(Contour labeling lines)
- - - -
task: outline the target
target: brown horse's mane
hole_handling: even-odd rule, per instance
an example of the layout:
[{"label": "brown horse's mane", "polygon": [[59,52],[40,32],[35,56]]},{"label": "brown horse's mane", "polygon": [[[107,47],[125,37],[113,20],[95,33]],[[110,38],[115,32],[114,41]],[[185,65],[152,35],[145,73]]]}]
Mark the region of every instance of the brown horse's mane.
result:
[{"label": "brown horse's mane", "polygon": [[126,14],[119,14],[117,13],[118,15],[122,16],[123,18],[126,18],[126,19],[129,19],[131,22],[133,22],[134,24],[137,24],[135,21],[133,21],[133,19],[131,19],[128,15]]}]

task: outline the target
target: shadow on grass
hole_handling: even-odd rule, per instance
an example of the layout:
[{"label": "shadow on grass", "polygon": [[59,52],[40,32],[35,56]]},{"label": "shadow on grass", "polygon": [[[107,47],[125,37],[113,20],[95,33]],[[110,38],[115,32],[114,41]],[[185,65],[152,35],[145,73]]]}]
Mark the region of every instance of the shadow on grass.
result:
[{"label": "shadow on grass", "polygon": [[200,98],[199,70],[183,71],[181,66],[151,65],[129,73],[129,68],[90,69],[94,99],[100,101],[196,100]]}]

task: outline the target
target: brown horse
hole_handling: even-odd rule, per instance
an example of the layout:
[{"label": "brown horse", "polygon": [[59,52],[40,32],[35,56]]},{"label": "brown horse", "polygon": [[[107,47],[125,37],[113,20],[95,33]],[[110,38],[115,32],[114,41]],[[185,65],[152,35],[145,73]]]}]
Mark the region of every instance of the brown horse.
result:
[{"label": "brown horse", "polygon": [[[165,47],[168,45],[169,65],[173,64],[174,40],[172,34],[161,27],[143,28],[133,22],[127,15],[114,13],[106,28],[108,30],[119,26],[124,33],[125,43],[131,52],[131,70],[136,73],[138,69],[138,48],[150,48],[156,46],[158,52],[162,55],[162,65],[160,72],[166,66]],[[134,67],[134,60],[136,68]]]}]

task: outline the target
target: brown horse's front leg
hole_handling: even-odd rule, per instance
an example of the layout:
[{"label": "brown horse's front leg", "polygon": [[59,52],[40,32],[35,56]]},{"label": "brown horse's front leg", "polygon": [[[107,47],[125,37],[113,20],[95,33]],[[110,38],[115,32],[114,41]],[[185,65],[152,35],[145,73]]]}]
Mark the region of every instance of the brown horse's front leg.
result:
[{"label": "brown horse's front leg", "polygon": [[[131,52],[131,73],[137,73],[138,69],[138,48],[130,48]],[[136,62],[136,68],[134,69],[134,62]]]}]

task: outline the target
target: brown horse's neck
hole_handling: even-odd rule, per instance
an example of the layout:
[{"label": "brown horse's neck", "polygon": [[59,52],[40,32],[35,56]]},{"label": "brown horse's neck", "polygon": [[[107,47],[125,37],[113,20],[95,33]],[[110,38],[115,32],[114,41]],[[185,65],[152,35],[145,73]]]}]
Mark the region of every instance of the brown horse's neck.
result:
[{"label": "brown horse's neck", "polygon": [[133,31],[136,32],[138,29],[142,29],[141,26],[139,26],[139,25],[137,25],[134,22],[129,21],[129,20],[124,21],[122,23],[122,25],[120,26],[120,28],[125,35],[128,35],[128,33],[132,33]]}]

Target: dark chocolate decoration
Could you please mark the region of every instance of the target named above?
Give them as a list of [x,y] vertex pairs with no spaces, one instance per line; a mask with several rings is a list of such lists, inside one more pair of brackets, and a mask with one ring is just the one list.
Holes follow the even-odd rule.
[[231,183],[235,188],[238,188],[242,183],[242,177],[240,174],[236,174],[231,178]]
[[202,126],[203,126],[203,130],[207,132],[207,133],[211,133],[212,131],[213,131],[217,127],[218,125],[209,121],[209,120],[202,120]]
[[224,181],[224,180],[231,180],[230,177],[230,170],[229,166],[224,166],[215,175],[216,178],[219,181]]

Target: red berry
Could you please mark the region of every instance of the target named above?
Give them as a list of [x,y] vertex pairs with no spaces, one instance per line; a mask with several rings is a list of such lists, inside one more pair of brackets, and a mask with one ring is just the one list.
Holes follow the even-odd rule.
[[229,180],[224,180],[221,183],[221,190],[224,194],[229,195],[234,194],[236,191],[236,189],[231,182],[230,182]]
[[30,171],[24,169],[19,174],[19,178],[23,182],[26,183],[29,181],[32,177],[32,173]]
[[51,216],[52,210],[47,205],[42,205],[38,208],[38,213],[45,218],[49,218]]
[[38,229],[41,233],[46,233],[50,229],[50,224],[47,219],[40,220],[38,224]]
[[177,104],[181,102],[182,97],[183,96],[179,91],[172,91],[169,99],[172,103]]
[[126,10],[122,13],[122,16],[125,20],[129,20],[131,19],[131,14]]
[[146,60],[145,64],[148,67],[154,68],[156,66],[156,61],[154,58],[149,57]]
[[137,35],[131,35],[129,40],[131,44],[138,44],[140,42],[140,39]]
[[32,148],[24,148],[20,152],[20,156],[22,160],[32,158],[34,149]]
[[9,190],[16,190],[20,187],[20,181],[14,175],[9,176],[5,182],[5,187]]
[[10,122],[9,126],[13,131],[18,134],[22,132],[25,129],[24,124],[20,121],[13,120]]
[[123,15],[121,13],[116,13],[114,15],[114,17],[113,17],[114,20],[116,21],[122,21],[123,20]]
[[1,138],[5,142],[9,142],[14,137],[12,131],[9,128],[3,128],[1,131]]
- - - -
Instruction: Reproduce, unchanged, every line from the one containing "Target: red berry" through the last of the lines above, including both of those lines.

Final answer:
Target: red berry
Could you please mark the region of every instance of the target named above?
Give them as a list of [x,y] vertex pairs with no spaces, one instance per line; a mask with several rings is a list of such lists, inside one more pair of brackets, and a mask with one ring is just the one list.
Holes follow the even-odd rule.
[[229,180],[224,180],[221,183],[221,190],[224,194],[229,195],[234,194],[236,191],[236,189],[231,182],[230,182]]
[[30,171],[24,169],[19,174],[19,178],[23,182],[26,183],[29,181],[32,177],[32,173]]
[[51,216],[52,210],[47,205],[42,205],[38,208],[38,213],[45,218],[49,218]]
[[38,229],[41,233],[46,233],[50,229],[50,224],[47,219],[40,220],[38,224]]
[[177,104],[181,102],[182,97],[183,96],[179,91],[172,91],[169,99],[172,103]]
[[126,10],[122,13],[122,16],[125,20],[129,20],[131,19],[131,14]]
[[146,60],[145,64],[148,67],[154,68],[156,66],[156,61],[154,58],[149,57]]
[[137,35],[131,35],[129,40],[131,44],[138,44],[140,42],[140,39]]
[[32,148],[24,148],[20,152],[20,156],[22,160],[32,158],[34,149]]
[[9,190],[16,190],[20,187],[20,181],[14,175],[9,176],[5,182],[5,187]]
[[10,122],[9,126],[13,131],[18,134],[22,132],[25,129],[24,124],[20,121],[13,120]]
[[123,15],[121,13],[116,13],[114,15],[114,17],[113,17],[114,20],[116,21],[122,21],[123,20]]
[[1,138],[5,142],[9,142],[14,137],[12,131],[9,128],[3,128],[1,131]]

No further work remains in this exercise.